Tasks for this exercise —
**1.** Copy word for word the part of the passage on Microsoft and browsers that begins at the words "The Phoney Browser" and stops after the words "are very infrequent.".
**2.** Answer these from the passage on Microsoft and browsers:
(a) What is the dollar figure given for Microsoft's cash reserves?
(b) How many times faster than ordinary years did Web years once run?
(c) How long before this writing did version 4 of Netscape Navigator and Internet Explorer first appear?

Reading passage —
# # #
Given the $9bn (£5.6bn) cash reserves Microsoft has to realise these and other ambitions, its aggressive approach to the current court case is worrying. In particular, it raises the question of how the company might act if it ended up dominating the US's and perhaps the world's commercial, professional and educational infrastructure.

It also begs the question what can be done to counterbalance such an unhealthy concentration of power. In its escalating attempts to Balkanise the world of Java - and to turn into another Unix - Microsoft has provided the clearest indication that it is here that it sees its most serious rival. Java is not perfect, but it may offer the only alternative to Microsoft. A programming environment that is truly platform-independent would level the playing field and give other software houses and content providers a chance. Companies might like to think about deploying it more widely - while they still have the choice.

The Phoney Browser peace

Those with good memories may recall when browser updates seemed to appear every week, and when duration was measured in Web years, which ran 10 times faster than the more mundane variety. No longer: Web years are no more than double the normal kind, and new browser versions are very infrequent.

For example, it is now over a year ago that version 4 of Netscape Navigator and Internet Explorer first appeared. Internet Explorer 5 has finally made its appearance - as a pre-beta version - (July 1998) while Netscape Navigator 5 is still some months off. Nothing could illustrate more strikingly how browsers have moved away from the centre of the Internet stage.

Of course, they remain pivotal to the way the Internet and increasingly business works, but as a result they have become more workaday, the development cycles more leisurely and the improvements more incremental.
# # #
Data entries —
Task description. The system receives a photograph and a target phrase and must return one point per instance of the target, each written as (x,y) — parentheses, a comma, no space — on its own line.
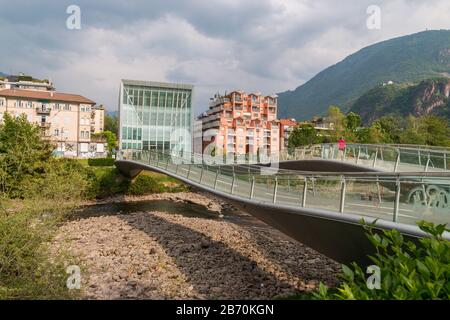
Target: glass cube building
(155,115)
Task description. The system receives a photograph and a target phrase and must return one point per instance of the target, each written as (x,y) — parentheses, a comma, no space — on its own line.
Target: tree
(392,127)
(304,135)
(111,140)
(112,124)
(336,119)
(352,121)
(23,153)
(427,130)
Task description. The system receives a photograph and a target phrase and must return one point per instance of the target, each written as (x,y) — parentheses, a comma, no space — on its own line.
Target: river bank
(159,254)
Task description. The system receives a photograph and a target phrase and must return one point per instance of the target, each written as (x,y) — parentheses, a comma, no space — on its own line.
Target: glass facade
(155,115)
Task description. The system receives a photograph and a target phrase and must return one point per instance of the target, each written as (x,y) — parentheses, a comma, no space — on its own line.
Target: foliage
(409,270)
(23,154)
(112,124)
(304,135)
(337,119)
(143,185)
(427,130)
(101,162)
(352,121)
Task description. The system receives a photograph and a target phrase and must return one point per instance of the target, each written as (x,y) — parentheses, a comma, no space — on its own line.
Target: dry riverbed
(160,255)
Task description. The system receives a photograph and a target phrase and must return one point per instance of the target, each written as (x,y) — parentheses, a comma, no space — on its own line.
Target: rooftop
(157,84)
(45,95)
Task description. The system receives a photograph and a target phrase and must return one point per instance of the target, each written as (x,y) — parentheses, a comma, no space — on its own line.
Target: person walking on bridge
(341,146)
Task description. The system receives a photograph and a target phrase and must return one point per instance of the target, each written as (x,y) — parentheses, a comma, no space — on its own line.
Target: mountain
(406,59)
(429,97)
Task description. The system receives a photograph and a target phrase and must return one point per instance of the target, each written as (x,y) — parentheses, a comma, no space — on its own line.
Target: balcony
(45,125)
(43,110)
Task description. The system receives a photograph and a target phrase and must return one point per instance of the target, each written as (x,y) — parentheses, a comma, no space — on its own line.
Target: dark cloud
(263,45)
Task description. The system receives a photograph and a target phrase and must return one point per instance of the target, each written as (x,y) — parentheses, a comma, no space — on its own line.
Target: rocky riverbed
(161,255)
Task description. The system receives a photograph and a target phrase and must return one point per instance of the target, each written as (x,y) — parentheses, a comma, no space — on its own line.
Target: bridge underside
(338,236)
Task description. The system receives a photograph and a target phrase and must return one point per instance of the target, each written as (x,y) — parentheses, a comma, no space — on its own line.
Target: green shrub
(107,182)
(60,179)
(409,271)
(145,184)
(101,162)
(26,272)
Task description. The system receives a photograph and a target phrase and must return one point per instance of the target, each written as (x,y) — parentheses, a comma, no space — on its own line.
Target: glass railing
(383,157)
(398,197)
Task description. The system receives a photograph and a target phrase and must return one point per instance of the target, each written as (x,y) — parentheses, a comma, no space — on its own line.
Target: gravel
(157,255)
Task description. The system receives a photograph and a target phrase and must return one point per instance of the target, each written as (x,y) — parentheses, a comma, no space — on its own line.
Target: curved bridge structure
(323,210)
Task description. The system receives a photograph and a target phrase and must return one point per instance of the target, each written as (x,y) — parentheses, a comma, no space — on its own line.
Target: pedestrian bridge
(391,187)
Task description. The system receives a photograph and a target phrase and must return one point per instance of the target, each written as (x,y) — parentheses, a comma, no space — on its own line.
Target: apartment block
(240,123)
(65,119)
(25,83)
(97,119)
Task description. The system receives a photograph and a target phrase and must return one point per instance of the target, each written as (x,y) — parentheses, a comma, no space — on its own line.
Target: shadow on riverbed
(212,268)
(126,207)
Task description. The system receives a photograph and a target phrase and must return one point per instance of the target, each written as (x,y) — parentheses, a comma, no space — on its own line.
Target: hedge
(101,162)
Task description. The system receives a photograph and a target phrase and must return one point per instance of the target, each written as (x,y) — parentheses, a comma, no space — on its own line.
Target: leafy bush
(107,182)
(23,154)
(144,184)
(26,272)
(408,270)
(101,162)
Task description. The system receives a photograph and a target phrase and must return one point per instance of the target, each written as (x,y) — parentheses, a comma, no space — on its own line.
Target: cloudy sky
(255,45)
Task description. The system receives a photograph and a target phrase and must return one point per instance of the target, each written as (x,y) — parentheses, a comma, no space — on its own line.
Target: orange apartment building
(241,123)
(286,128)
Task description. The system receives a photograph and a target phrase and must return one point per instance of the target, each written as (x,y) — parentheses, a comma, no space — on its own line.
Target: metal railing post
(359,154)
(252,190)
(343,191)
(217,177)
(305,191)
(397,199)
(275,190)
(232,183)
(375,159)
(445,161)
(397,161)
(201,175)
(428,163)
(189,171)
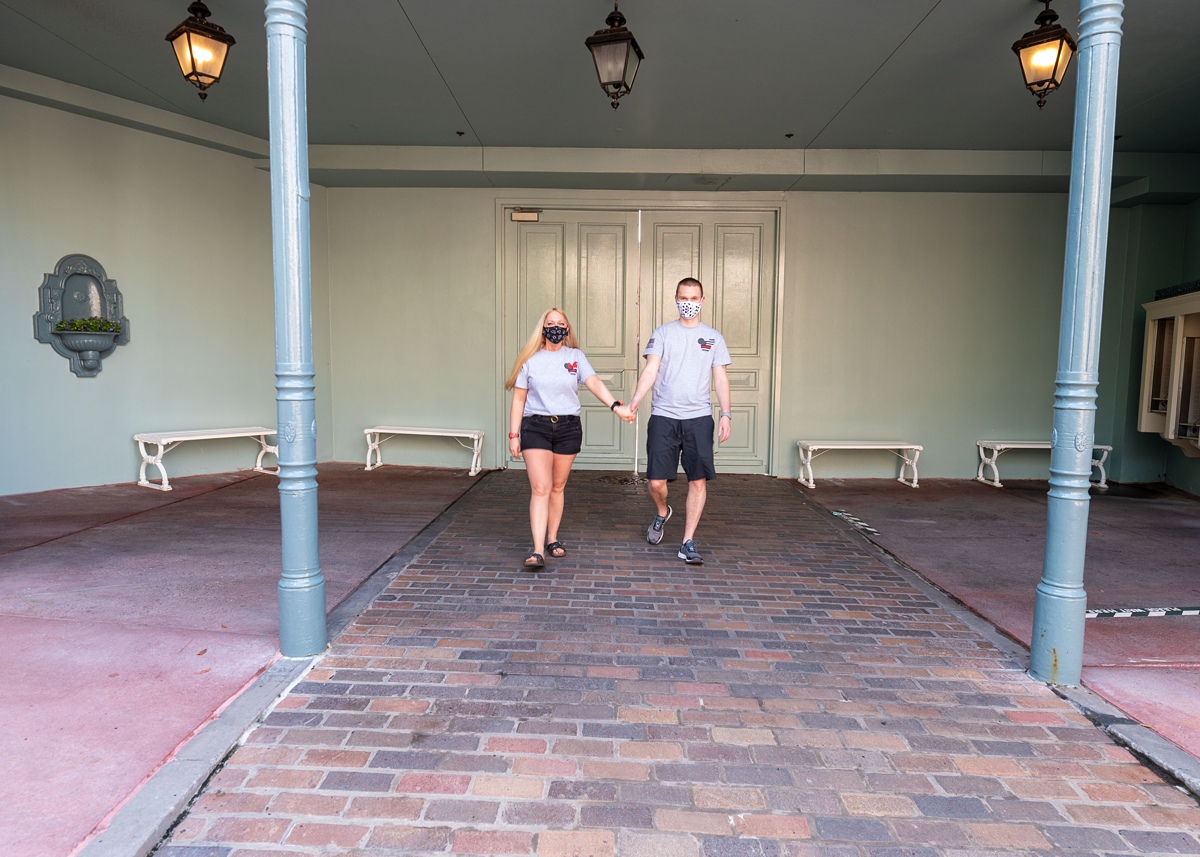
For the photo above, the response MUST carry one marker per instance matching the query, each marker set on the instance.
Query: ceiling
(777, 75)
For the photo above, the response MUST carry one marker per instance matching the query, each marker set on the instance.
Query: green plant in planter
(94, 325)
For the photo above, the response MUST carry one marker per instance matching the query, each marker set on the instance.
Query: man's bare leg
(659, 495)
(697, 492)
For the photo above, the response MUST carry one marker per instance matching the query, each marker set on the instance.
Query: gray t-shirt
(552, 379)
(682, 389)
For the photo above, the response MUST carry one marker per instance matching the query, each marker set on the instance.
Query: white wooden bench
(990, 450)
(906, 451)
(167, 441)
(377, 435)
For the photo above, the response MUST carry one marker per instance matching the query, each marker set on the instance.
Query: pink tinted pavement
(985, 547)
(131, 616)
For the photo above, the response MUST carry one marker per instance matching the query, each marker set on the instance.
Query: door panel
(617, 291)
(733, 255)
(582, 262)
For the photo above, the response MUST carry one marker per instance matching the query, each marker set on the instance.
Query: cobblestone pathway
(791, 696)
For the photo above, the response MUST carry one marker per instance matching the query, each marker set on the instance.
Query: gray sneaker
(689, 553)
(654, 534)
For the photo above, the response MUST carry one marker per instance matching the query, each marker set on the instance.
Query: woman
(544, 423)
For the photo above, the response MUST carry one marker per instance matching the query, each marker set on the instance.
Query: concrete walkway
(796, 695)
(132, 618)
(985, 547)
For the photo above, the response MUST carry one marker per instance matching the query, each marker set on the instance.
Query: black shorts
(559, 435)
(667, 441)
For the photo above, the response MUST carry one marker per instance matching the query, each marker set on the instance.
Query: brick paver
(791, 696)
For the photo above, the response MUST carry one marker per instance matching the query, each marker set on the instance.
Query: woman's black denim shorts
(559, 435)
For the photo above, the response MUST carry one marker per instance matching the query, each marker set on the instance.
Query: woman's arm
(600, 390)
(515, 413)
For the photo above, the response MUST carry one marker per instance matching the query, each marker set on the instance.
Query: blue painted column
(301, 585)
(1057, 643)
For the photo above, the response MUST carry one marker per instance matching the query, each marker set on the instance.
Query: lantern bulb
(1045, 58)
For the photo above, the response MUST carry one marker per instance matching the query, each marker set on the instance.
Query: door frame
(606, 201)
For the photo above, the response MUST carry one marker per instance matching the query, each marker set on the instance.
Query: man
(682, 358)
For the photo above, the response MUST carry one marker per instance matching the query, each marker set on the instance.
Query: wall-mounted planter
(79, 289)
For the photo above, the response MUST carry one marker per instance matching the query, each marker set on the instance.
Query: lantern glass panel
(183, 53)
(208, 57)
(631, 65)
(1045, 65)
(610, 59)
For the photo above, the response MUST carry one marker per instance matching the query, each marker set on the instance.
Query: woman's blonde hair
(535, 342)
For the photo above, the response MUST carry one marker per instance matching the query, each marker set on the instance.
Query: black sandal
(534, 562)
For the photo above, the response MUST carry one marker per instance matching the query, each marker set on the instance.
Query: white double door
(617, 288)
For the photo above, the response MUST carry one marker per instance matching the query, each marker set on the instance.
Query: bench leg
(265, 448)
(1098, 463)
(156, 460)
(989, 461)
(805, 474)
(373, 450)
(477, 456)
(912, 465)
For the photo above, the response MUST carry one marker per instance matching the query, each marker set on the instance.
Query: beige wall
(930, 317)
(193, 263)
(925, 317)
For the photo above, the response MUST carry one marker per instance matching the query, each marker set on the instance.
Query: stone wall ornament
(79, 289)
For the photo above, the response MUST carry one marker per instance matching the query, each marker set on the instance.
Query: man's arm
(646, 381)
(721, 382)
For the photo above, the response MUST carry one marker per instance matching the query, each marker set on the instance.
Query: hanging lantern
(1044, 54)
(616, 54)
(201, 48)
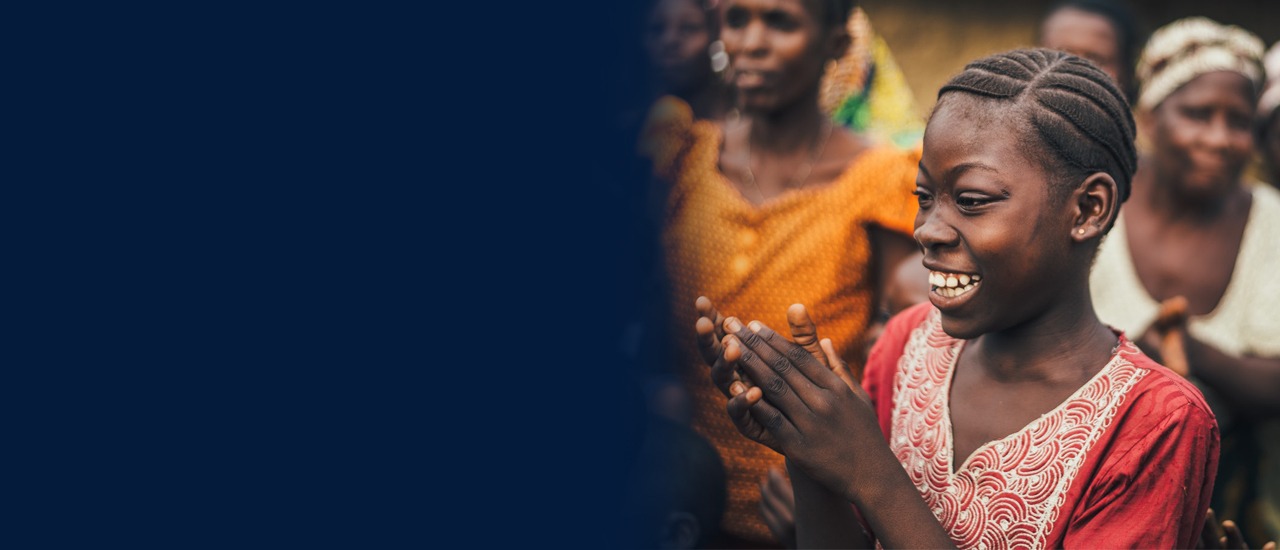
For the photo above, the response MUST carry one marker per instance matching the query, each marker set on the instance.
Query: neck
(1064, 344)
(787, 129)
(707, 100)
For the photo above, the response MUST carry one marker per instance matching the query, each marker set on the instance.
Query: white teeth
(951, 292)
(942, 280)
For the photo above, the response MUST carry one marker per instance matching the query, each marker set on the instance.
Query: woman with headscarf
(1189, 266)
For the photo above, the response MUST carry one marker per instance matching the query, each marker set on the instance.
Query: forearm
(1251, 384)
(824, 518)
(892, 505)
# # #
Answer list —
**1.**
The Phoney Browser peace

Those with good memories may recall when browser updates seemed to appear every week, and when duration was measured in Web years, which ran 10 times faster than the more mundane variety. No longer: Web years are no more than double the normal kind, and new browser versions are very infrequent.

**2.**
(a) $9bn
(b) 10 times faster
(c) Over a year